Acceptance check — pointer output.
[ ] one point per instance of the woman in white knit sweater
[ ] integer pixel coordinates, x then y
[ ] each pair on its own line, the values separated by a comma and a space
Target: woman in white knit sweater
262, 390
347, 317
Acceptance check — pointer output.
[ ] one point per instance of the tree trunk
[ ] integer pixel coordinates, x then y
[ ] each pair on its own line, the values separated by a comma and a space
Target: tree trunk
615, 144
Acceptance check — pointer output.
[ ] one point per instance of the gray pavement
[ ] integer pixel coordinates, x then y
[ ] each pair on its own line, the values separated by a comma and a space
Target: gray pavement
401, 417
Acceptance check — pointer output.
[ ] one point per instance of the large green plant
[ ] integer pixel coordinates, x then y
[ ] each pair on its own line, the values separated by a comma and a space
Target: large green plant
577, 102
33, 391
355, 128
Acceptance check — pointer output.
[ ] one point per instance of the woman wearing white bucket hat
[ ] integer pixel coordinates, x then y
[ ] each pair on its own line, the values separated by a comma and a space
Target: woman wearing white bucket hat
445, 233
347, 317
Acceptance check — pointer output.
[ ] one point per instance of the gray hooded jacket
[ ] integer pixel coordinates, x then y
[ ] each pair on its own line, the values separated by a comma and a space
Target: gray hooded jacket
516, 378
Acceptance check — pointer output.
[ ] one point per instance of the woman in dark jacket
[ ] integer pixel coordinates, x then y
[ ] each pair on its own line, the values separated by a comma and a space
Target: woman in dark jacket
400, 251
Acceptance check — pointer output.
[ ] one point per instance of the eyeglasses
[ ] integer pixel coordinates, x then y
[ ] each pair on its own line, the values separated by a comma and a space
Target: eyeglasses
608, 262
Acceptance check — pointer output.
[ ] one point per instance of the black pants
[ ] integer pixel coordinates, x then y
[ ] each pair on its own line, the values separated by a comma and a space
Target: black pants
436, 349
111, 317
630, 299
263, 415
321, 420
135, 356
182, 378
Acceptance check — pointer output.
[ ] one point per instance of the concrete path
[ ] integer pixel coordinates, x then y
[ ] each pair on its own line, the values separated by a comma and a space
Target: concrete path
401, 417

───

Retype all of the material, keeping each line exact.

Acceptance check — pointer output.
[ ] one point per instance of the woman in white knit sweater
[ ] integer pixel coordinates, x then y
[ ] each pair on its own line, the values separated by a comma and a space
Target: woman in white knit sweater
262, 390
347, 317
Acceptance check — pointer output.
[ ] one point per instance of the tree trunk
[ ] integer pixel coordinates, x then y
[ ] each pair on its own line, the values separated by a comma and a space
Target: tree trunk
615, 144
Acceptance check — pointer output.
[ ] one point per instance of the gray pavement
[ ] integer pixel coordinates, x then y
[ ] each pair on its own line, the values separated by a comma and a space
Target: gray pavement
401, 417
Acceptance check — pointer output.
[ ] one point per instance of the large green plant
[ ] integer pixel coordinates, x then y
[ ] each pair on its own line, the values separated by a comma and a space
Target: large green plant
577, 102
33, 391
355, 128
Acceptance check — pointer output.
[ ] one point per instance of the woman wearing white bucket hat
[ ] integer pixel coordinates, x then y
[ ] each pair on its own line, the values separated by a comma and a space
Target: woman wearing white bucket hat
445, 233
347, 317
Acceptance check — pointer output.
[ ] one point per instance of the gray hooded jacket
[ ] integer pixel coordinates, x then y
[ ] each pair on its own line, the values separated by a comma and a space
Target: gray hooded jacket
516, 378
Acceptance check — pointer output.
[ ] one point per instance of the woman in dark jacket
[ ] integer pixel coordinates, x then y
[ ] each pair on its own line, the values separated by a comma and a space
Target: woman in dark jacket
400, 251
Acceptance check — pointer output.
[ ] one point per instance of the eyeglasses
[ ] integer pixel coordinates, x then y
[ ] each pair on its own line, the values separated by a comma and a space
Target: eyeglasses
608, 262
Acceptance check — pointer output.
[ ] one point per instance of the black pants
[ ] integer pixel coordinates, x then y
[ ] each pair on its own line, the values separated by a comma and a space
Target: black pants
436, 349
111, 317
630, 299
263, 415
321, 420
135, 356
182, 378
Acceptance check — pointer output.
[ ] one point per instance of the concrete path
[ ] integer pixel coordinates, x then y
[ ] each pair on its own line, the values separated by a comma and a space
Target: concrete path
401, 417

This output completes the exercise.